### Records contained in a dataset
┌──
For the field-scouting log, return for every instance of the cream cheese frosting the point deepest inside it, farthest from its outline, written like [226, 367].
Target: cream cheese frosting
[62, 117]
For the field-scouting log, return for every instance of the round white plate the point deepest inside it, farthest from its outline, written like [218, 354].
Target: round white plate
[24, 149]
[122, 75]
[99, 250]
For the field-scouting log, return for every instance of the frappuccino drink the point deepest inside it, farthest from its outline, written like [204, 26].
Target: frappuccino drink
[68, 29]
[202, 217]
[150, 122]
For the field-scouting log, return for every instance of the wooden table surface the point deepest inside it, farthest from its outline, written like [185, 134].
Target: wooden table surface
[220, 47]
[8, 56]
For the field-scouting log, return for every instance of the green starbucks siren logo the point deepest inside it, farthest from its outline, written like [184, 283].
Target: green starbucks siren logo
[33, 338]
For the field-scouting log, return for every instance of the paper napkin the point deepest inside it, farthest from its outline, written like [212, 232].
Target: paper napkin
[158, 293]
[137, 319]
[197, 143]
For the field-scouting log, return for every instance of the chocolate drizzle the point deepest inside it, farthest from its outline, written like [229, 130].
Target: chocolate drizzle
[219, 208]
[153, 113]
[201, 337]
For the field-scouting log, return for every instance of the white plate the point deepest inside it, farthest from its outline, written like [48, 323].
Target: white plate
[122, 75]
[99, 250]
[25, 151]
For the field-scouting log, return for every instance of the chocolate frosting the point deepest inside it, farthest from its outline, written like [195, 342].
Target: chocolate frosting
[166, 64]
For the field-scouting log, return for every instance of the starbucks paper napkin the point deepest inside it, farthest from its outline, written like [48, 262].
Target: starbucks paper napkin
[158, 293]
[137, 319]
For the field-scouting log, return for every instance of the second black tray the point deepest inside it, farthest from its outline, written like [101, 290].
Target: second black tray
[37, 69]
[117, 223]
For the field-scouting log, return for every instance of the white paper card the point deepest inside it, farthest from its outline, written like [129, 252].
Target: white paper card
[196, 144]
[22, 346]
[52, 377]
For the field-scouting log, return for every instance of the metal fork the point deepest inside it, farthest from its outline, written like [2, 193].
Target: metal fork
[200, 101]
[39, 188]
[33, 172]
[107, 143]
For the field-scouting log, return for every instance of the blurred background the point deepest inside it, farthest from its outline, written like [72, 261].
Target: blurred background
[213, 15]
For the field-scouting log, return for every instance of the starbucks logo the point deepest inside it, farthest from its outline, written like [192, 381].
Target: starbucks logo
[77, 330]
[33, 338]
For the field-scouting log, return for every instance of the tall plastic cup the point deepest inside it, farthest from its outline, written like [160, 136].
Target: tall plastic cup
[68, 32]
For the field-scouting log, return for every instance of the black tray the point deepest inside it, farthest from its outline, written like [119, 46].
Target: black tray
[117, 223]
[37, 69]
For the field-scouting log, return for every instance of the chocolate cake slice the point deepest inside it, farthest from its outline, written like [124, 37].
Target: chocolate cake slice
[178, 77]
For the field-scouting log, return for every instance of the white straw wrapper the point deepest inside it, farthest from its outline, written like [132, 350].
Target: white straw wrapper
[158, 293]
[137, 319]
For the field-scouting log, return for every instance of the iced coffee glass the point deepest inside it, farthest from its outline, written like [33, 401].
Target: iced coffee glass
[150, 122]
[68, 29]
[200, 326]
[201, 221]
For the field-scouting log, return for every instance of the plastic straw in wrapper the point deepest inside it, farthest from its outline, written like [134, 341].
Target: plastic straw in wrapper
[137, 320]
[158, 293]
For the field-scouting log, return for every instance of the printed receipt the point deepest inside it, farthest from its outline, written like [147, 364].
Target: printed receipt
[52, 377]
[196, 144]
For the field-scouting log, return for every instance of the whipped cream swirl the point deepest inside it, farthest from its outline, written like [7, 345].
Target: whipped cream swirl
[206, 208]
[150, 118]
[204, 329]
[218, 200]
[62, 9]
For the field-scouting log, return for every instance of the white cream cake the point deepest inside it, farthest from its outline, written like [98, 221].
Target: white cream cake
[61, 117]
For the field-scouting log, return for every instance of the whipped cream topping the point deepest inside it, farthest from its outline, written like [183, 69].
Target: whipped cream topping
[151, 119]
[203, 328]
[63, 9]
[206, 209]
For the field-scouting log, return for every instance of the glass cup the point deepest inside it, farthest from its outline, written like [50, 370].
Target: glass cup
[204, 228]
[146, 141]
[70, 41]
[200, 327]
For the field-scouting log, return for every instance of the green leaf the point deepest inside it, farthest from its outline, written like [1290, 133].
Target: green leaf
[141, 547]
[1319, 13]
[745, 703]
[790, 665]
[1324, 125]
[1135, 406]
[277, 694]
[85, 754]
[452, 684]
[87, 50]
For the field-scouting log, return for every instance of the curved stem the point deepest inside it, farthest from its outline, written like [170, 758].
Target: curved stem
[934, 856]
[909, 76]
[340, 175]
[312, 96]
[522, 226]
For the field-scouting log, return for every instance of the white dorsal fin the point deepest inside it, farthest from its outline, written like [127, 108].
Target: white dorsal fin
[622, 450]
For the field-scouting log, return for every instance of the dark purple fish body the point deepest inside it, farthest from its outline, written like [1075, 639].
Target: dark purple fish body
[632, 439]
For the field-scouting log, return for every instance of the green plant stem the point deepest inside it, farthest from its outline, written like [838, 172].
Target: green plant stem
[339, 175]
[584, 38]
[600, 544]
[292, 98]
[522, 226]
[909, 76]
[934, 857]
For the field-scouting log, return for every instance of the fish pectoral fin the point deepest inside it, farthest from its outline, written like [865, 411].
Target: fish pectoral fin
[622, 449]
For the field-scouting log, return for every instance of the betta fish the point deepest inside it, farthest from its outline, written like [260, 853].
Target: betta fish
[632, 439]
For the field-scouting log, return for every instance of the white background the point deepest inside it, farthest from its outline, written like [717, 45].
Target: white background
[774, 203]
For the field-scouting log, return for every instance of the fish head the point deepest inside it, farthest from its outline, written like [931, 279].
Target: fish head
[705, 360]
└──
### The task
Print every entry exactly as written.

### Written response
For the field-scouting log, return for every instance of the cream cheese frosting the point deepest inside it, farthest from its outline, written like [226, 367].
Target: cream cheese frosting
[62, 117]
For the field-scouting log, return for every instance of the round white plate the point deepest inside it, farthest from its outline, written like [218, 354].
Target: round white plate
[24, 149]
[122, 75]
[99, 250]
For the field-scouting log, return for every instance of the frappuccino drink the point deepest inside it, farthest from its outline, written like [204, 26].
Target: frappuccino drink
[68, 29]
[202, 217]
[150, 122]
For the field-scouting log, return for every instance of the wooden table surface the point deepest inside it, farthest from its outline, written like [185, 134].
Target: wooden table surface
[220, 47]
[8, 56]
For the field-scouting log, return for every instance of the green starbucks siren logo the point deepest inside it, farthest from its outline, written like [184, 283].
Target: green starbucks siren logo
[33, 338]
For the field-scouting log, return for every instance of the paper napkin the point deepest inside it, farthest from its outline, written like [212, 232].
Target: paper napkin
[158, 293]
[137, 319]
[197, 143]
For the field-scouting log, return for every instance of the chocolate drizzle the point deepest inside it, farthest from its outline, written like [229, 130].
Target: chocolate drizzle
[219, 208]
[153, 113]
[201, 337]
For the field-scouting log, return for every instance of the white plate the point deepest inside it, farthest from its outline, written like [48, 323].
Target: white plate
[122, 75]
[99, 250]
[25, 151]
For the field-scouting log, return for every instance of the chocolate frosting the point deepest inside it, farthest from its outline, written like [195, 342].
Target: chocolate frosting
[166, 64]
For the field-scouting log, return for every instance of the starbucks paper napkin the point deepest inside it, farthest from its outline, written like [48, 262].
Target: starbucks paper napkin
[158, 293]
[137, 319]
For the field-scouting log, return for every instance of the second black tray the point deepest inside it, farthest from its outline, written like [101, 290].
Target: second black tray
[37, 69]
[117, 223]
For the field-scouting log, return for every instance of the white paper card the point deepest inside it, farthest from its outline, written like [129, 252].
Target: white paper card
[196, 144]
[22, 346]
[52, 377]
For the field-scouting log, return for every instance of the metal fork the point deepest inside it, farthest from its outline, written like [2, 193].
Target: metal fork
[200, 101]
[39, 188]
[33, 172]
[107, 143]
For the field-scouting log, return for every instance of the blurred background the point deepest inside it, farthest from its outline, written like [72, 261].
Target: blurred background
[213, 15]
For the field-scouting log, return for every instance of the starbucks logo the point deepest inside it, farthest from its outline, written like [192, 381].
Target: starbucks logo
[77, 330]
[33, 338]
For the field-scouting log, return for every instance of the tall plastic cup the point deepest inside it, farthest from its outline, written like [160, 136].
Target: tall plastic cup
[68, 32]
For the field-scouting log, return for every instance of the black tray the point deepest inside it, farthest from its outline, written like [119, 46].
Target: black tray
[117, 223]
[37, 69]
For the field-scouting log, return for every instance of the chocolate cake slice the point deepest inside it, farthest from its outline, written like [124, 37].
Target: chocolate cake slice
[178, 77]
For the field-scouting log, return for every instance of the white straw wrapper the point deepest inside it, farthest from its outline, written like [132, 350].
Target: white straw wrapper
[158, 293]
[137, 319]
For the field-scouting log, return for every instance of the iced coffee glass the point deepest inside it, farthest from its outline, written like [33, 401].
Target: iced coffee glass
[150, 122]
[68, 29]
[200, 326]
[201, 221]
For the field-scouting log, return for every instance of the plastic straw in wrapper the point deepest inside it, farthest from its outline, written like [134, 341].
Target: plastic straw in wrapper
[137, 320]
[158, 293]
For the field-scouting log, return for every instance of the printed receipt the point deepest inside it, farthest from its outline, written like [147, 364].
Target: printed receipt
[52, 377]
[196, 144]
For the field-scouting log, return for every instance of the whipped cream swirl the point deepest inside it, farthest from its outline, written like [7, 345].
Target: whipped cream swirl
[206, 208]
[150, 118]
[204, 329]
[218, 200]
[62, 9]
For the field-scouting log, return for every instance of the white cream cake the point deepest inside it, farthest from its outline, written like [98, 221].
Target: white cream cake
[61, 117]
For the field-scouting log, return for every instance of the whipped cream topping the point deepest inside it, farthest from its outline, written like [183, 69].
Target: whipped cream topping
[151, 119]
[203, 328]
[63, 9]
[206, 209]
For the field-scouting log, return for every instance of the glass cup the point deepest inside it, farthest from its outline, written like [50, 370].
Target: glass cup
[204, 228]
[146, 141]
[70, 41]
[200, 327]
For the field-scouting log, return for every instance of the green leaf the point deepest inside it, farthest from its outline, written like [1290, 133].
Target: green leaf
[141, 547]
[1319, 13]
[745, 703]
[790, 665]
[1324, 125]
[1135, 406]
[277, 694]
[85, 754]
[452, 684]
[87, 50]
For the field-scouting log, return for every instance of the curved stem the point deepest inside it, farthest from its outline, written like [170, 758].
Target: curved stem
[934, 856]
[909, 76]
[340, 175]
[312, 96]
[522, 226]
For the field-scouting log, return for every instance of the white dorsal fin the point deepest inside it, farthest from its outline, written like [127, 108].
Target: white dorsal fin
[622, 450]
For the field-scouting log, return for every instance of the dark purple fish body the point deepest inside it, farthest from its outline, written like [1075, 639].
Target: dark purple fish body
[632, 439]
For the field-scouting log, return for every instance of the green plant stem the point deepest inside it, farthest from its outline, written like [838, 172].
Target: green plant stem
[339, 175]
[584, 38]
[600, 544]
[292, 98]
[522, 226]
[909, 76]
[934, 857]
For the field-scouting log, return for every instance of the fish pectoral fin the point deepest inside it, farthest from its outline, written like [865, 411].
Target: fish pectoral fin
[622, 449]
For the field-scouting log, return for every instance of the betta fish the point deepest inside it, farthest from its outline, written like [260, 853].
Target: betta fish
[632, 439]
For the field-scouting log, return for every instance of the white background the point deepest inside it, farthest from its outline, written like [717, 45].
Target: white background
[774, 203]
For the field-scouting log, return for every instance of the fish head the point deepest inside it, farthest from its outline, written like [931, 279].
Target: fish head
[705, 360]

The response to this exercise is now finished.